DATA EXTRACT →
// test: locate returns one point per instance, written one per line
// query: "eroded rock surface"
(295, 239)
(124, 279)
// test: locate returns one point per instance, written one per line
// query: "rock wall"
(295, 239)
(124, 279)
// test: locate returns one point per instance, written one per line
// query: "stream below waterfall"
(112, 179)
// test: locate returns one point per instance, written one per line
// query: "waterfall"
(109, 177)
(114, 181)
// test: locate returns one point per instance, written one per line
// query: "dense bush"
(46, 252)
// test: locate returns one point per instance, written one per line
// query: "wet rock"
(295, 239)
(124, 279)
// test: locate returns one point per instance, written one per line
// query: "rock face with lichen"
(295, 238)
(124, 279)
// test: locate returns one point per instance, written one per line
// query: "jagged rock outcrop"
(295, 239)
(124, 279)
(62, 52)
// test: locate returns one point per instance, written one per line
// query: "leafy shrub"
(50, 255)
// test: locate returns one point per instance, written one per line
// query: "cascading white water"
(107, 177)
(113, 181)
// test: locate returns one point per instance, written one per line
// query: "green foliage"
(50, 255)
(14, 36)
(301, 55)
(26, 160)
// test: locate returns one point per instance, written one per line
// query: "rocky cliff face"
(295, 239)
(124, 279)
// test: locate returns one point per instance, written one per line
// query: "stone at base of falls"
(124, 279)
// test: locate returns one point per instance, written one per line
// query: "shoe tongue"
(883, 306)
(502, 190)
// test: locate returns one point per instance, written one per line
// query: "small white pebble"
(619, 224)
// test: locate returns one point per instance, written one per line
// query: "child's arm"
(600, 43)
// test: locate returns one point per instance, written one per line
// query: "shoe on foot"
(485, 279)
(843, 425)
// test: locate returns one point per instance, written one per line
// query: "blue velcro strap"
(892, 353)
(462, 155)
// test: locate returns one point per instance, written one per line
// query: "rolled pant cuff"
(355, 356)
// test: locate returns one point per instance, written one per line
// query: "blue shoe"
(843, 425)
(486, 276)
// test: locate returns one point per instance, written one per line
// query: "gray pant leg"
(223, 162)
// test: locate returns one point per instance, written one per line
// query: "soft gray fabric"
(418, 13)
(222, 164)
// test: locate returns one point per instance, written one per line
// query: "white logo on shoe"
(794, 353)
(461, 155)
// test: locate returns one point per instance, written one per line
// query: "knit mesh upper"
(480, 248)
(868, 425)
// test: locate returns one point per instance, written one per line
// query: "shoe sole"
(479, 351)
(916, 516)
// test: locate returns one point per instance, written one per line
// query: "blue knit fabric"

ASSIGNMENT →
For this exercise, copy all of the material exactly as it stands.

TASK RESPONSE →
// test: locate returns one point per instance, written one per line
// query: "eroded rock surface"
(295, 239)
(124, 279)
// test: locate returns one point per instance, written one per line
// query: "rock wall"
(295, 239)
(124, 279)
// test: locate returns one point per instance, written one per line
// query: "stream below waterfall"
(112, 179)
// test: locate returns one point per instance, written one per line
// query: "waterfall"
(109, 177)
(114, 181)
// test: locate returns one point per instance, written one per line
// query: "dense bush"
(46, 252)
// test: locate returns one point per instance, written one per line
// query: "wet rock"
(295, 239)
(124, 279)
// test: locate returns one point per instance, written one per line
// query: "rock face with lichen"
(295, 238)
(124, 279)
// test: locate returns one point per instance, written one per line
// query: "jagged rock outcrop"
(295, 239)
(124, 279)
(62, 52)
// test: locate returns one point per instance, written one per line
// query: "leafy shrub"
(50, 255)
// test: locate returns one point per instance, written one per line
// query: "cascading white water"
(107, 177)
(113, 181)
// test: locate returns one point per instance, written one per line
// query: "green foliage"
(50, 255)
(14, 36)
(301, 55)
(26, 160)
// test: locate returns one point per instance, written one per line
// query: "rocky cliff face"
(295, 239)
(124, 279)
// test: locate returns one point per instance, written one per line
// query: "stone at base of falls"
(124, 279)
// test: locate returns one point per instance, written one per line
// query: "shoe tongue"
(883, 306)
(502, 190)
// test: locate returns one point per instance, written one per line
// query: "small white pebble"
(619, 224)
// test: locate returns one point per instance, written one per line
// query: "child's arm"
(600, 43)
// test: locate returns one point per instance, written one per line
// query: "shoe on foot"
(485, 279)
(843, 425)
// test: locate returns one point per instance, written one per line
// query: "blue velcro strap"
(892, 353)
(462, 155)
// test: locate returns one point per instance, written one per line
// query: "rolled pant cuff"
(355, 356)
// test: locate returns one point per instance, written one per line
// query: "blue shoe"
(843, 425)
(486, 276)
// test: locate returns one point per instance, written one per line
// query: "gray pant leg"
(223, 162)
// test: locate returns one point per instance, written one per line
// query: "soft gray fabric"
(418, 13)
(222, 164)
// test: locate returns one point per instance, written one per line
// query: "white logo on shoe"
(794, 353)
(461, 155)
// test: locate returns one point per instance, written one per line
// query: "knit mesh upper"
(480, 248)
(868, 425)
// test: locate returns one point per instance, written one per line
// query: "shoe sole"
(479, 351)
(916, 516)
// test: locate returns one point per instance, written one per line
// query: "blue knit fabric"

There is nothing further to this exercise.